[Records excerpted from a collection]
-----

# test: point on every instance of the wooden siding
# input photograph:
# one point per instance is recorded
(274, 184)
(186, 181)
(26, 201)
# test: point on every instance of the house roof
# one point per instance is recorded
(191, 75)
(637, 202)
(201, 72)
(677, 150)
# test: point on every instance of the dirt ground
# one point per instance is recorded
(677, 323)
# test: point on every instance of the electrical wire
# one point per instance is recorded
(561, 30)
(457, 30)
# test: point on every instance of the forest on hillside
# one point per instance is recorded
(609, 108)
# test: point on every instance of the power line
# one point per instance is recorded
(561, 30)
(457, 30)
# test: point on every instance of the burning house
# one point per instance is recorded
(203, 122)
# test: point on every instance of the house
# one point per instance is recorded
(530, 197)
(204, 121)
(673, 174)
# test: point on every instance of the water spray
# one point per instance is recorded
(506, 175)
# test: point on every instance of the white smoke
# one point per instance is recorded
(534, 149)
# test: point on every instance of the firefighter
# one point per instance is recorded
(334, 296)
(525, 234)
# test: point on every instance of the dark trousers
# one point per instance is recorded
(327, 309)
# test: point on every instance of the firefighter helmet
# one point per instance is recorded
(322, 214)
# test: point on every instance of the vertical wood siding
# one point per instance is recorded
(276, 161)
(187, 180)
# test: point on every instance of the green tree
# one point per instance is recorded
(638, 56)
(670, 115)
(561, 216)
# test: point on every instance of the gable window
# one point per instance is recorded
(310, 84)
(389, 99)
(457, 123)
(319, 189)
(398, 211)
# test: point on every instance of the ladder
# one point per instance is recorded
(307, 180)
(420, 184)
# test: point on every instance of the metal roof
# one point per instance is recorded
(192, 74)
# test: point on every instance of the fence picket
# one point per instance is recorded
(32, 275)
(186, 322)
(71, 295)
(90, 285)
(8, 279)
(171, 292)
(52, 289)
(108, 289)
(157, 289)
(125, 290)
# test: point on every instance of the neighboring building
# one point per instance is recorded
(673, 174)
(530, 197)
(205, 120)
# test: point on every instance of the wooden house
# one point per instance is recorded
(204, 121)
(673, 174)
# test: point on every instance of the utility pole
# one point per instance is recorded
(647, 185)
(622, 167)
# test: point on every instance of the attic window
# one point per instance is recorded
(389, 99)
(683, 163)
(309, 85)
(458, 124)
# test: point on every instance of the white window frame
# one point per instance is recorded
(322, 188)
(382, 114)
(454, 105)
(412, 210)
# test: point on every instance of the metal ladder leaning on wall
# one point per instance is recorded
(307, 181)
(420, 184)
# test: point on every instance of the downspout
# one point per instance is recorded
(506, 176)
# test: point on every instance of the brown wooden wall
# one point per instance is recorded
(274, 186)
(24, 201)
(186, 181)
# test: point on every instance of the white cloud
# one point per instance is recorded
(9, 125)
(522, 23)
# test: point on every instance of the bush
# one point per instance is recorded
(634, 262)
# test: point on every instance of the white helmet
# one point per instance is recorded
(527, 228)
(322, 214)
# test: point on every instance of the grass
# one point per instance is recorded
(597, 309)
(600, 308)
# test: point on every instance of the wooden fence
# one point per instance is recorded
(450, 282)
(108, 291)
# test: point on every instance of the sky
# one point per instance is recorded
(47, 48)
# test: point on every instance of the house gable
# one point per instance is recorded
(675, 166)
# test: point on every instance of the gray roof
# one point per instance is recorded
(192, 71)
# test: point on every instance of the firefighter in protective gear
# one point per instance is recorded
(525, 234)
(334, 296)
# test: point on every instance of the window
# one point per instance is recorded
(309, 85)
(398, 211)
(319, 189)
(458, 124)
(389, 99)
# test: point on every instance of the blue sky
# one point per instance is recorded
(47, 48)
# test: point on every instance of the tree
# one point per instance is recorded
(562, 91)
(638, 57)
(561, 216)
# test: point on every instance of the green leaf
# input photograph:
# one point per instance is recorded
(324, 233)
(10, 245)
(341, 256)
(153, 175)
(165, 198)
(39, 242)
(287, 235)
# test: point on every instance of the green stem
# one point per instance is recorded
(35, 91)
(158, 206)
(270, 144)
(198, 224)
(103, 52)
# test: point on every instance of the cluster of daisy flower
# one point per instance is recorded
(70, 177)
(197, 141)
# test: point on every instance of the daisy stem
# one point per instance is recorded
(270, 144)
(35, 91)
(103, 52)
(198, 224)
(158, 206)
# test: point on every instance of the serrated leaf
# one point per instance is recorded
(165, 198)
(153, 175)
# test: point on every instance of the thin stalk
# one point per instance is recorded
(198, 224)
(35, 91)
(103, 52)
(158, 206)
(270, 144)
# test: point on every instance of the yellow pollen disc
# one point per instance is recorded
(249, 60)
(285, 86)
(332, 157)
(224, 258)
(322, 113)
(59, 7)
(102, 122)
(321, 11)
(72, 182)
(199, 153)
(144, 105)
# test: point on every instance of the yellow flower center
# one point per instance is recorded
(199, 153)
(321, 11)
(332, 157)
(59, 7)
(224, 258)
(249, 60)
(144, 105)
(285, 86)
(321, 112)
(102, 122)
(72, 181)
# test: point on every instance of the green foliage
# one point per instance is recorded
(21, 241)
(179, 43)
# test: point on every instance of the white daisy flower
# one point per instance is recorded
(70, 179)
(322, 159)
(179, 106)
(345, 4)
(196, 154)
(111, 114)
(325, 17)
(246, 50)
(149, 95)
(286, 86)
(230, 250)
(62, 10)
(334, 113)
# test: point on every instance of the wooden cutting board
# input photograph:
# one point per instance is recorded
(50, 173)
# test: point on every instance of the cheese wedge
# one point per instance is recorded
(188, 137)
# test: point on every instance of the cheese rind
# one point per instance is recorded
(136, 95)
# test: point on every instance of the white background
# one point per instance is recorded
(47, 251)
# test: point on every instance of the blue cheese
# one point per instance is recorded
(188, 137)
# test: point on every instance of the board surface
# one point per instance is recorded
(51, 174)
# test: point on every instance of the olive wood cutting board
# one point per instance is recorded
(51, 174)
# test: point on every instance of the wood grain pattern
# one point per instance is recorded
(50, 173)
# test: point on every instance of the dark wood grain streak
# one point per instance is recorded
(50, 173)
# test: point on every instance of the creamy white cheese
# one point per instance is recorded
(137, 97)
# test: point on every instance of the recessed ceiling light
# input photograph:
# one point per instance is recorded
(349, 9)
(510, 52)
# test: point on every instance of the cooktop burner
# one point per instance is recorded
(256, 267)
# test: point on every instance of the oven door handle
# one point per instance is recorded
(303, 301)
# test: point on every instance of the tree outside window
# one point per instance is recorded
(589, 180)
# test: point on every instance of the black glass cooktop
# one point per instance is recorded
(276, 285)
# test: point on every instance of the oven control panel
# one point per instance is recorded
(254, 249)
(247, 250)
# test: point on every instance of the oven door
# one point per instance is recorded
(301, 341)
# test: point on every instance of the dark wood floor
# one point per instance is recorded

-----

### Stated exercise
Repeat all the records. Match each line exactly.

### Reply to the exercise
# test: point on every instance of the wooden siding
# input photograph:
# one point per instance is recorded
(274, 184)
(186, 181)
(26, 201)
# test: point on every instance of the house roof
# one point per instance is recorded
(191, 75)
(637, 202)
(201, 72)
(677, 150)
# test: point on every instance of the dirt ground
# one point per instance is recorded
(677, 323)
# test: point on every instance of the electrical wire
# one point per instance is recorded
(561, 30)
(457, 30)
# test: point on every instance of the forest on hillside
# one point per instance is recorded
(609, 108)
# test: point on every instance of the power line
# one point per instance is recorded
(561, 30)
(457, 30)
# test: point on every instance of the burning house
# one point per instance is recorded
(203, 122)
# test: point on every instance of the house
# one point per instance is recorded
(530, 197)
(204, 121)
(673, 174)
# test: point on every instance of the water spray
# one point per instance is recorded
(506, 175)
# test: point on every instance of the white smoke
# one point per instance is recorded
(534, 149)
# test: point on every instance of the firefighter
# one point per instance is recorded
(334, 296)
(525, 234)
# test: point on every instance of the dark trousers
# one point per instance is recorded
(327, 309)
# test: point on every instance of the firefighter helmet
# one point per instance is recorded
(322, 214)
# test: point on every instance of the vertical wood siding
# one point per instance is recorded
(276, 161)
(187, 180)
# test: point on every instance of the green tree
# one point per instance is recorded
(638, 56)
(670, 115)
(561, 216)
# test: point on every instance of the gable window
# one point per instance is recorded
(310, 84)
(389, 99)
(457, 123)
(319, 189)
(398, 211)
# test: point on every instance of the ladder
# one point per instance is recorded
(307, 180)
(420, 184)
# test: point on every instance of the metal roof
# one point per instance is recorded
(192, 74)
# test: point on every instance of the fence picket
# one point per instance is recorded
(32, 275)
(186, 322)
(71, 295)
(90, 285)
(8, 279)
(171, 292)
(52, 289)
(108, 289)
(157, 289)
(125, 290)
# test: point on every instance of the neighboring building
# one point per instance is recorded
(673, 174)
(530, 197)
(205, 120)
# test: point on every instance of the wooden house
# one point per instance is recorded
(204, 121)
(673, 174)
# test: point on every instance of the utility pole
# one point per instance is recorded
(647, 185)
(622, 167)
# test: point on every instance of the attic window
# one point per instance is recorded
(389, 99)
(683, 163)
(309, 85)
(458, 124)
# test: point on every instance of the white window frame
# one point per instance is recorded
(322, 188)
(382, 114)
(454, 105)
(412, 210)
# test: point on every instance of the metal ladder leaning on wall
# one point per instance is recorded
(307, 181)
(420, 184)
# test: point on every instance of the downspout
# one point per instance is recorded
(506, 176)
# test: point on every instance of the brown wooden wall
# one point per instance is recorded
(274, 186)
(24, 201)
(186, 181)
# test: point on every instance of the white cloud
# one point per instance is recorded
(9, 125)
(522, 23)
# test: point on every instance of the bush
# one point per instance is recorded
(634, 262)
# test: point on every instance of the white helmet
# one point per instance is recorded
(527, 228)
(322, 214)
# test: point on every instance of the grass
# one point per instance is recorded
(597, 309)
(600, 308)
# test: point on every instance of the wooden fence
# one point per instance is recorded
(450, 282)
(108, 291)
# test: point on every instance of the sky
# one point per instance is recorded
(47, 48)
# test: point on every instance of the house gable
# one point per instance is recorded
(675, 166)
# test: point on every instance of the gray roof
# one point per instance is recorded
(192, 71)
# test: point on every instance of the firefighter in protective gear
# one point per instance is recorded
(525, 234)
(334, 296)
# test: point on every instance of the window
# one point per instance is recorded
(309, 85)
(398, 211)
(319, 189)
(458, 124)
(389, 99)
# test: point on every instance of the blue sky
# one point per instance is recorded
(47, 48)
# test: point on every instance of the tree
# one point per instance is recorded
(562, 91)
(638, 57)
(561, 216)
# test: point on every instance of the green leaf
# input photograph:
# one point per instance is recorded
(324, 233)
(10, 245)
(341, 256)
(153, 175)
(165, 198)
(39, 242)
(287, 235)
# test: point on every instance of the green stem
# one point per instance is recorded
(35, 91)
(158, 206)
(270, 144)
(198, 224)
(103, 52)
# test: point on every instance of the cluster of daisy flower
# one point per instance is recorded
(70, 177)
(197, 141)
# test: point on every instance of the daisy stem
# one point per instance is recorded
(270, 144)
(35, 91)
(103, 52)
(198, 224)
(158, 206)
# test: point on every instance of the serrated leaf
# one point per instance is recorded
(165, 198)
(153, 175)
# test: point on every instance of the thin stalk
# one point per instance is recorded
(198, 224)
(35, 91)
(103, 52)
(158, 206)
(270, 144)
# test: point on every instance of the yellow pollen disc
# one point per instance is recorded
(249, 60)
(285, 86)
(332, 157)
(224, 258)
(322, 113)
(59, 7)
(102, 122)
(321, 11)
(72, 182)
(199, 153)
(144, 105)
# test: point on every instance of the yellow flower center
# one point per instance is recorded
(199, 153)
(321, 11)
(332, 157)
(59, 7)
(224, 258)
(249, 60)
(144, 105)
(285, 86)
(321, 112)
(102, 122)
(72, 181)
# test: point on every instance of the green foliage
# one point per instance is recorded
(21, 241)
(179, 43)
# test: point on every instance of the white daisy flower
# one point per instance is recorded
(70, 179)
(322, 159)
(179, 106)
(345, 4)
(196, 154)
(111, 114)
(325, 17)
(246, 50)
(149, 95)
(286, 86)
(230, 250)
(62, 10)
(334, 113)
# test: point on every instance of the wooden cutting board
# input photograph:
# one point per instance is recorded
(50, 173)
# test: point on every instance of the cheese wedge
# one point per instance is recorded
(188, 137)
# test: point on every instance of the cheese rind
# one point per instance is recorded
(136, 95)
# test: point on every instance of the white background
# one point per instance is recorded
(47, 251)
# test: point on every instance of the blue cheese
# one point per instance is recorded
(188, 137)
# test: point on every instance of the board surface
# one point per instance is recorded
(51, 174)
# test: point on every instance of the olive wood cutting board
# one point per instance is recorded
(51, 174)
# test: point on every instance of the wood grain pattern
# one point per instance is recorded
(50, 173)
# test: point on every instance of the dark wood grain streak
# one point per instance is recorded
(50, 173)
# test: point on every instance of the creamy white cheese
# one point per instance is recorded
(137, 97)
# test: point on every instance of the recessed ceiling light
# input photograph:
# one point per instance is recorded
(349, 9)
(510, 52)
# test: point on every instance of the cooktop burner
# one point per instance is recorded
(256, 267)
# test: point on every instance of the oven door handle
# one point per instance is recorded
(303, 301)
# test: point on every instance of the tree outside window
# one point per instance is recorded
(589, 180)
# test: point on every instance of the black glass cooktop
# one point per instance is recorded
(276, 285)
# test: point on every instance of the oven control panel
# one point per instance is recorded
(254, 249)
(247, 250)
# test: point on every instance of the oven door
# one point per instance is recorded
(301, 341)
# test: point on every instance of the dark wood floor
# one point per instance is recorded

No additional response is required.